The data follows this line. Copy verbatim the line with "Pick out the yellow" and each line after it to the end.
[BEGIN RAW DATA]
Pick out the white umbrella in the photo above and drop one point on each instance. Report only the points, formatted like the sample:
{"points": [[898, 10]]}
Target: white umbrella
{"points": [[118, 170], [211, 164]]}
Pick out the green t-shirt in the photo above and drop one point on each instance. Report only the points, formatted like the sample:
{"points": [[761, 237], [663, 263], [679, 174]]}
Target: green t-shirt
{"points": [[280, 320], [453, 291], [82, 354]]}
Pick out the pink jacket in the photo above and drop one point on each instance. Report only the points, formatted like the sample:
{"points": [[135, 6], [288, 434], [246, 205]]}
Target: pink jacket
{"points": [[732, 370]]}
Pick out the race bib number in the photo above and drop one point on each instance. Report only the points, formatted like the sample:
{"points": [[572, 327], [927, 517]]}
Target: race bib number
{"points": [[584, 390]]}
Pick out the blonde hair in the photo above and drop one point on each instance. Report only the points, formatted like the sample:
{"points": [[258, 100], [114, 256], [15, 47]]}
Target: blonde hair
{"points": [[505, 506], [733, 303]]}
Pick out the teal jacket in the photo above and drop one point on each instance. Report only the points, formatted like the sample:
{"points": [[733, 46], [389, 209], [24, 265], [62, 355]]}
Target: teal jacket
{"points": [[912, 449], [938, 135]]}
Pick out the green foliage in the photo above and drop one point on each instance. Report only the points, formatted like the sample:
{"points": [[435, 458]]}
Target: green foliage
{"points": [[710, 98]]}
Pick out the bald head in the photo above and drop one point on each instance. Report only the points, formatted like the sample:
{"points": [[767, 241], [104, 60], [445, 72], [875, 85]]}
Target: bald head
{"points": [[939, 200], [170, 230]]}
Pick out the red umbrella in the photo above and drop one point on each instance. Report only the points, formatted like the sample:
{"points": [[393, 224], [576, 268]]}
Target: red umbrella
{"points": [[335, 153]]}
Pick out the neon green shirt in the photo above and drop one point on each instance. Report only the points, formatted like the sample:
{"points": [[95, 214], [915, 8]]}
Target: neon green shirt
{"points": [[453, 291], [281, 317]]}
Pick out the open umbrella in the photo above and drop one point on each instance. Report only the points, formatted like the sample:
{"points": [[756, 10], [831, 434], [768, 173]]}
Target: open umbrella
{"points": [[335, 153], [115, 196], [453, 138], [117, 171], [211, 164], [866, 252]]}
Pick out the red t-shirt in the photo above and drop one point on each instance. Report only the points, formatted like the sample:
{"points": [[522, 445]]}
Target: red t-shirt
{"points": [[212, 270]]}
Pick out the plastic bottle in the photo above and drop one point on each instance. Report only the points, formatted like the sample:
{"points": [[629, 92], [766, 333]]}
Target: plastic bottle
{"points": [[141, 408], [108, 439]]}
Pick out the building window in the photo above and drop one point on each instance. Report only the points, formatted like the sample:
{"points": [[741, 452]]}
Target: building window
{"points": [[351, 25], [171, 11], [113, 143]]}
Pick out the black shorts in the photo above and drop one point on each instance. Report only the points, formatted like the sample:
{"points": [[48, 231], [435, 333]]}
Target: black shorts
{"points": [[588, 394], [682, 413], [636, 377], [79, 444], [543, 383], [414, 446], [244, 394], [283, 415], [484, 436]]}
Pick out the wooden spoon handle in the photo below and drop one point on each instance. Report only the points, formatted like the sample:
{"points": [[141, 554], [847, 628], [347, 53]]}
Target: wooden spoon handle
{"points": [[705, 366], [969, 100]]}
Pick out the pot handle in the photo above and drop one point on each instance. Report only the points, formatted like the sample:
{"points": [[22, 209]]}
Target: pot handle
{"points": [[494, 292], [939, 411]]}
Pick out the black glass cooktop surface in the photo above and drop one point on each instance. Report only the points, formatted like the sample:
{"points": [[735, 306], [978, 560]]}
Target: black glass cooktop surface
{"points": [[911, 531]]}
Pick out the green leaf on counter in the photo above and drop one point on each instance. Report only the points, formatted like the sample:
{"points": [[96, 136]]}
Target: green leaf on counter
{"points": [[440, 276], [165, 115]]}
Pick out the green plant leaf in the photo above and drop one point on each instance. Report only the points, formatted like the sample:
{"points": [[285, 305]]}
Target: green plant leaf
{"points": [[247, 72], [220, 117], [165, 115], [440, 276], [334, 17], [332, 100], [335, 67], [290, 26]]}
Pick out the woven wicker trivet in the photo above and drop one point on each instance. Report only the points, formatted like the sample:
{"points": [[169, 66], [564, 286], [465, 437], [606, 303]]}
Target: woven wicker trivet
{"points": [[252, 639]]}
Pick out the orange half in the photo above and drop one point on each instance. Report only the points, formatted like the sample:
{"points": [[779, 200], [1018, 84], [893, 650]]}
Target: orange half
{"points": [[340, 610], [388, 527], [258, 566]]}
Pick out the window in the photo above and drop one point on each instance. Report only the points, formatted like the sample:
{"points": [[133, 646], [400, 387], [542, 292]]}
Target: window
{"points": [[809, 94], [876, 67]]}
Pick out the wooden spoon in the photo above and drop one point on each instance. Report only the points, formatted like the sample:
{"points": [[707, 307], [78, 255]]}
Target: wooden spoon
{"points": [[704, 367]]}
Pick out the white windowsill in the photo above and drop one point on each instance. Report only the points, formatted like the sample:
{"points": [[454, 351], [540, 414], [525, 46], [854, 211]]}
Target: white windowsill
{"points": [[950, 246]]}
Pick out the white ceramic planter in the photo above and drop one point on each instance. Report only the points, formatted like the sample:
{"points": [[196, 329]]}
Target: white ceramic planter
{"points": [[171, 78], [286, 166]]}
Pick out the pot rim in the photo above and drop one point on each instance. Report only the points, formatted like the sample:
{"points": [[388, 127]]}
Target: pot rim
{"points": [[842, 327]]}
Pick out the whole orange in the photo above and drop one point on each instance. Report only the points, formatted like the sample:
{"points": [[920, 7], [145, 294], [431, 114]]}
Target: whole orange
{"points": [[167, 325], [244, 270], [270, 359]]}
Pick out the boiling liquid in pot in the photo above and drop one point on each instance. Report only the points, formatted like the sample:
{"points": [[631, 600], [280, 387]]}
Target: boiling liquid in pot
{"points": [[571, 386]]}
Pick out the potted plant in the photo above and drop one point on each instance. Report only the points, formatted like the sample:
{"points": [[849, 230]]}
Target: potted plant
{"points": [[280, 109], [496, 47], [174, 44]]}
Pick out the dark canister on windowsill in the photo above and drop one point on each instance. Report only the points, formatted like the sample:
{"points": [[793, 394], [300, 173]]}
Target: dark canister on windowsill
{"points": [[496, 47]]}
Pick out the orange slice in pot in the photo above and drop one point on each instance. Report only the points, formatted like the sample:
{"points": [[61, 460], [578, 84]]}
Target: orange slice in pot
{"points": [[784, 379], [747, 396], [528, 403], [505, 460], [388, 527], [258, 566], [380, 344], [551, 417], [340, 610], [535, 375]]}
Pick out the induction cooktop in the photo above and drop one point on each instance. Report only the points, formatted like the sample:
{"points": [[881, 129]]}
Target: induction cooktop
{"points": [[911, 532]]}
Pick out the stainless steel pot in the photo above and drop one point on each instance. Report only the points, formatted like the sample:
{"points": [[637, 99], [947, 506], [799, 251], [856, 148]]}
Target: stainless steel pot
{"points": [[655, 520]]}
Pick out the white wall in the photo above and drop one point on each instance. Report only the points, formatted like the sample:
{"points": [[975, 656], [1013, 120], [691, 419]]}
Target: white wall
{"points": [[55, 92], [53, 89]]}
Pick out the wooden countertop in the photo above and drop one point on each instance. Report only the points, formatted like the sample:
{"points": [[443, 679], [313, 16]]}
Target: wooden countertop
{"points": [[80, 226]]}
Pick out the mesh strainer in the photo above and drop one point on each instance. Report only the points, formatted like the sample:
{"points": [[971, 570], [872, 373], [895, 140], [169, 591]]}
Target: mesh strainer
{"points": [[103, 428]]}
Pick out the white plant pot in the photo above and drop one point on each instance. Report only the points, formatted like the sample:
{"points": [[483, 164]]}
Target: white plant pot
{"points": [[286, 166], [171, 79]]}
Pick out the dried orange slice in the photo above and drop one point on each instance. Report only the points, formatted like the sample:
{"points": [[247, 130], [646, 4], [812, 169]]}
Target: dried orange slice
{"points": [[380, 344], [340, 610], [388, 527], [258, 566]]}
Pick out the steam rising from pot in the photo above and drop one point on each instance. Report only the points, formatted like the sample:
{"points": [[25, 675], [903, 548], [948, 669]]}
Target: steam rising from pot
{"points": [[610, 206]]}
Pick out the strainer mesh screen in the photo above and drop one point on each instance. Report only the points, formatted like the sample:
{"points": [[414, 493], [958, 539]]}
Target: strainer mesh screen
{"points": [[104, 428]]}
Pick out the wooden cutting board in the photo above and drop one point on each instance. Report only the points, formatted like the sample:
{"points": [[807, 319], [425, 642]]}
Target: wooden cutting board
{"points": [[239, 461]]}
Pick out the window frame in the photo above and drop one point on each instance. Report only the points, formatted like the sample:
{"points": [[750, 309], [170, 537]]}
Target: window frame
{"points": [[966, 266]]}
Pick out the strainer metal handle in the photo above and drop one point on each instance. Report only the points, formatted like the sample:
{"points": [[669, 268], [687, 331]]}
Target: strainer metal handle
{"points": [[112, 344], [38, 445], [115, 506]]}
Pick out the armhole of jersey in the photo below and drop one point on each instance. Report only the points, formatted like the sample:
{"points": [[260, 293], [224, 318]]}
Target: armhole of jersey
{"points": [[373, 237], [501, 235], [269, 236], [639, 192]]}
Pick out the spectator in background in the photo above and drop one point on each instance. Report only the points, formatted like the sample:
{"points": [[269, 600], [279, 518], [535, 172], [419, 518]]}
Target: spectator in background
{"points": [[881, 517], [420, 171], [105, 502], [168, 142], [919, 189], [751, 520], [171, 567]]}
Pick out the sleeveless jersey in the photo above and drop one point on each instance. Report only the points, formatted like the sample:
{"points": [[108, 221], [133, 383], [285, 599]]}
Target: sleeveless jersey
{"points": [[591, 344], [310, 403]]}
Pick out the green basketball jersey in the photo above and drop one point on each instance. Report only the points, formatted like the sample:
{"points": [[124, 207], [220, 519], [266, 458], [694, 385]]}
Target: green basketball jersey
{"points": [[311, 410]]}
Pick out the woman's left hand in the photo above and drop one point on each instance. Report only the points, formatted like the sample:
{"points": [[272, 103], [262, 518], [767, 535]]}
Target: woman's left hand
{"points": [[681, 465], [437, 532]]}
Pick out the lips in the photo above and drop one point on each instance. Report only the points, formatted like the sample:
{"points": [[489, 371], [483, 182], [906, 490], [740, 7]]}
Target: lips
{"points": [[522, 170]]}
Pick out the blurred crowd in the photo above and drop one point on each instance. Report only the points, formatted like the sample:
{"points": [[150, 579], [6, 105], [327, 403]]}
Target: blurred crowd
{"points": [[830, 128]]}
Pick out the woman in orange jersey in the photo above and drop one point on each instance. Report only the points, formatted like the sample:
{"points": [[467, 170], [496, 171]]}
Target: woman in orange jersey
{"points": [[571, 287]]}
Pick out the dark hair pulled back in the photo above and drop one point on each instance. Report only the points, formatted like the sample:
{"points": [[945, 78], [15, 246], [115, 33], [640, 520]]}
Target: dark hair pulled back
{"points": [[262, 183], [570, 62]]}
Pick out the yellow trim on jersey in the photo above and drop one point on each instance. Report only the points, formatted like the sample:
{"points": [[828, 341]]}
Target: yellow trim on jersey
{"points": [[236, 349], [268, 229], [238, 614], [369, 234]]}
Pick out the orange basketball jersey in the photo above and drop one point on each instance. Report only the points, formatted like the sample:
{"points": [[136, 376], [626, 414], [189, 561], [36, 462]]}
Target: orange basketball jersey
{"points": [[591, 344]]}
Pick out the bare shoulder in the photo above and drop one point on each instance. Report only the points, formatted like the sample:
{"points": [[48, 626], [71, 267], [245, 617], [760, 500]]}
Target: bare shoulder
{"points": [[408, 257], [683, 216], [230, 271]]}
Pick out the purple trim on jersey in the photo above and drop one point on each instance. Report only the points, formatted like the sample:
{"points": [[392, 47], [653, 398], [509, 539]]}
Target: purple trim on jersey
[END RAW DATA]
TASK SOLUTION:
Pick out the yellow trim on jersey in the photo above and drop one point on each instance. Report only the points, formatted like the sample:
{"points": [[828, 341]]}
Target: yellow trim on jersey
{"points": [[236, 349], [268, 229], [238, 614], [369, 234]]}
Pick out the orange basketball jersey in the photo above and drop one point on each instance. Report only the points, formatted like the sample:
{"points": [[136, 376], [626, 414], [189, 561], [36, 462]]}
Target: orange basketball jersey
{"points": [[591, 344]]}
Pick out the bare shoulder in the photo above and drop one point on each instance. Report only the points, formatted like the sample:
{"points": [[48, 626], [71, 267], [245, 617], [760, 500]]}
Target: bare shoulder
{"points": [[408, 257], [683, 216], [230, 271]]}
Pick out the purple trim on jersey in the photo above and drop one point on each instance. Report only the points, formatted like the sample:
{"points": [[392, 47], [653, 398], [509, 539]]}
Target: purple trim on jersey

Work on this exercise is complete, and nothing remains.